You are to retype all of the data exactly as it appears.

########################################

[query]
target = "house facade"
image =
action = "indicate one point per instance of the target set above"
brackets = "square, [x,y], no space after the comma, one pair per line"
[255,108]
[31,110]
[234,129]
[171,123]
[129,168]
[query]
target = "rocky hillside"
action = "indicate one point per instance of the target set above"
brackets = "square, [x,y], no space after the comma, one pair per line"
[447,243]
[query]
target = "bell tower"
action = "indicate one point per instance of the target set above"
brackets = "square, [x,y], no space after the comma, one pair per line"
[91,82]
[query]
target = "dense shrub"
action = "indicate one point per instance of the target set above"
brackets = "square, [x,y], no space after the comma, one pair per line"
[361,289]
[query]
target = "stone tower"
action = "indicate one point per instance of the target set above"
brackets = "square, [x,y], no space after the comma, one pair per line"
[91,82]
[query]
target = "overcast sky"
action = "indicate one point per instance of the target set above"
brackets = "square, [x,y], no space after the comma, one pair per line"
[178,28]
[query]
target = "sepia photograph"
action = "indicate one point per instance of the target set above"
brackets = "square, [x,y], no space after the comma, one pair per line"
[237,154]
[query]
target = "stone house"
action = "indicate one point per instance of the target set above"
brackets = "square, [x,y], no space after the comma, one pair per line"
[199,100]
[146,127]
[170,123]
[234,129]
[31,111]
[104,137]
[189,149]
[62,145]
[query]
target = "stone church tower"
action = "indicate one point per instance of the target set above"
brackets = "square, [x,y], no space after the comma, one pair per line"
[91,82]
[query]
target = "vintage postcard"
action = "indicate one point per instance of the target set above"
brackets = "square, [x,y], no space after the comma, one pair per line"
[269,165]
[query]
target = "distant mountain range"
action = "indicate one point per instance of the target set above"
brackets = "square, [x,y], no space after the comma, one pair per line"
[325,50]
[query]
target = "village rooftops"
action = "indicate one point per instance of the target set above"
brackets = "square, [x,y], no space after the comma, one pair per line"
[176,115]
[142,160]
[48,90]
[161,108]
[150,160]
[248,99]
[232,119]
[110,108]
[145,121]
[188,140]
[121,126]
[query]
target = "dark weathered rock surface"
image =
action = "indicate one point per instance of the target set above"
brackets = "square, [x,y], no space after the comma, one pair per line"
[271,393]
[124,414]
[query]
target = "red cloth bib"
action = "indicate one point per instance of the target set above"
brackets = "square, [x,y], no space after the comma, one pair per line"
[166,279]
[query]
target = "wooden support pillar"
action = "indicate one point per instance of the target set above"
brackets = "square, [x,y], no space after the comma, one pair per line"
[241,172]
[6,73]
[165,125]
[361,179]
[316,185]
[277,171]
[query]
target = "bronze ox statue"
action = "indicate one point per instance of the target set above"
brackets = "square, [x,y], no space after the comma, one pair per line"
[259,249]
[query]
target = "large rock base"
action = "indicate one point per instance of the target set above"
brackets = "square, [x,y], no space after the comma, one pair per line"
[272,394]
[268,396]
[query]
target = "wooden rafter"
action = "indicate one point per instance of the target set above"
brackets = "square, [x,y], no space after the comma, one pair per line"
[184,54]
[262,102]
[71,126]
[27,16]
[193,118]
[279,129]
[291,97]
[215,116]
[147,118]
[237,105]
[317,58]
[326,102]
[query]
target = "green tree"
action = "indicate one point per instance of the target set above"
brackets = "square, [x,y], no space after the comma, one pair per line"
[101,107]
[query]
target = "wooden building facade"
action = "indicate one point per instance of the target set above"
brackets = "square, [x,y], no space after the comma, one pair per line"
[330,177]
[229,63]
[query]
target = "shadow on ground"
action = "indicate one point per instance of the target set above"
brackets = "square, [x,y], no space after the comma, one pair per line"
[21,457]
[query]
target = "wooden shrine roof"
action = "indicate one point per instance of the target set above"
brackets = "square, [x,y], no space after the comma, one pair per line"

########################################

> _RESULT_:
[query]
target = "house facade"
image =
action = "indicate one point per instance of the target set above"
brackets = "square, [x,y], no space after the comma, one pair per line"
[255,108]
[31,110]
[234,129]
[171,123]
[129,168]
[query]
target = "rocky hillside"
action = "indicate one point per instance of the target set above"
brackets = "square, [x,y], no space after the comma, one pair per line"
[447,243]
[query]
target = "bell tower"
action = "indicate one point per instance of the target set above"
brackets = "square, [x,y], no space after the comma, one pair per line"
[91,82]
[query]
target = "dense shrub"
action = "indicate one point per instance of the target set above"
brackets = "square, [x,y], no space after the comma, one pair per line"
[361,289]
[query]
target = "stone tower"
action = "indicate one point per instance of the target set above"
brackets = "square, [x,y], no space after the comma, one pair per line"
[91,82]
[query]
target = "overcast sky"
action = "indicate one point per instance of the target set above"
brackets = "square, [x,y], no space after the comma, one pair per line"
[178,28]
[query]
target = "sepia photograph"
action = "indicate one point per instance of the target set above"
brackets = "square, [x,y], no space after the comma, one pair per line"
[237,154]
[query]
target = "stone house"
action = "indicate one point per instance of the target set above"
brackets = "square, [x,y], no space after the comma, one pair per line"
[199,100]
[146,127]
[170,123]
[234,129]
[31,111]
[104,137]
[189,149]
[62,145]
[query]
target = "stone church tower"
action = "indicate one point per instance of the target set above"
brackets = "square, [x,y], no space after the comma, one pair per line"
[91,82]
[query]
target = "vintage postcard"
action = "indicate one point per instance of the target set above"
brackets = "square, [x,y], no space after the comma, one pair per line"
[269,165]
[query]
target = "distant mountain range"
action = "indicate one point per instance of the target set above"
brackets = "square, [x,y], no space after the comma, one pair per line"
[325,50]
[query]
target = "village rooftops"
action = "indicate one point per instance of the target set above"
brackets = "square, [x,y], no space after the comma, one pair per line"
[176,115]
[142,160]
[48,90]
[161,108]
[150,160]
[248,99]
[232,119]
[110,108]
[145,121]
[188,140]
[121,126]
[query]
target = "dark weathered rock surface"
image =
action = "indicate one point per instance of the target set above"
brackets = "square, [x,y], no space after the comma, one pair per line"
[271,393]
[124,414]
[query]
target = "red cloth bib"
action = "indicate one point per instance of the target set above"
brackets = "square, [x,y], no space after the comma, one pair per line"
[166,279]
[query]
target = "wooden support pillar"
action = "indicate one point per instance of the target set above"
brackets = "square, [x,y], no space after the comma, one pair per line"
[241,172]
[6,73]
[165,125]
[361,179]
[316,185]
[277,171]
[query]
target = "bronze ox statue"
action = "indicate one point per instance of the target set above"
brackets = "square, [x,y], no space after the comma, one pair per line"
[259,249]
[query]
target = "large rock base"
action = "indicate one point per instance of the target set above"
brackets = "square, [x,y], no space after the comma, one pair per line"
[272,394]
[268,396]
[query]
target = "wooden rafter"
action = "indicate one point per instance of the target set above"
brackets = "square, [x,y], no space after the comma, one pair per line"
[184,54]
[262,102]
[71,126]
[27,16]
[193,118]
[279,129]
[291,97]
[215,116]
[147,118]
[237,105]
[317,58]
[326,102]
[query]
target = "green tree"
action = "indicate one point per instance of the target set above"
brackets = "square, [x,y], no space after the comma, one pair per line"
[101,107]
[query]
target = "wooden building facade"
action = "indicate one point per instance of the target set above"
brackets = "square, [x,y], no space after the comma, one pair per line"
[330,177]
[229,63]
[query]
target = "shadow on ground"
action = "indicate one point per instance of the target set above"
brackets = "square, [x,y], no space after the comma, one pair per line"
[21,457]
[query]
target = "wooden shrine roof"
action = "indicate one point per instance of the target set above"
brackets = "square, [x,y], no space after the comma, one pair per line"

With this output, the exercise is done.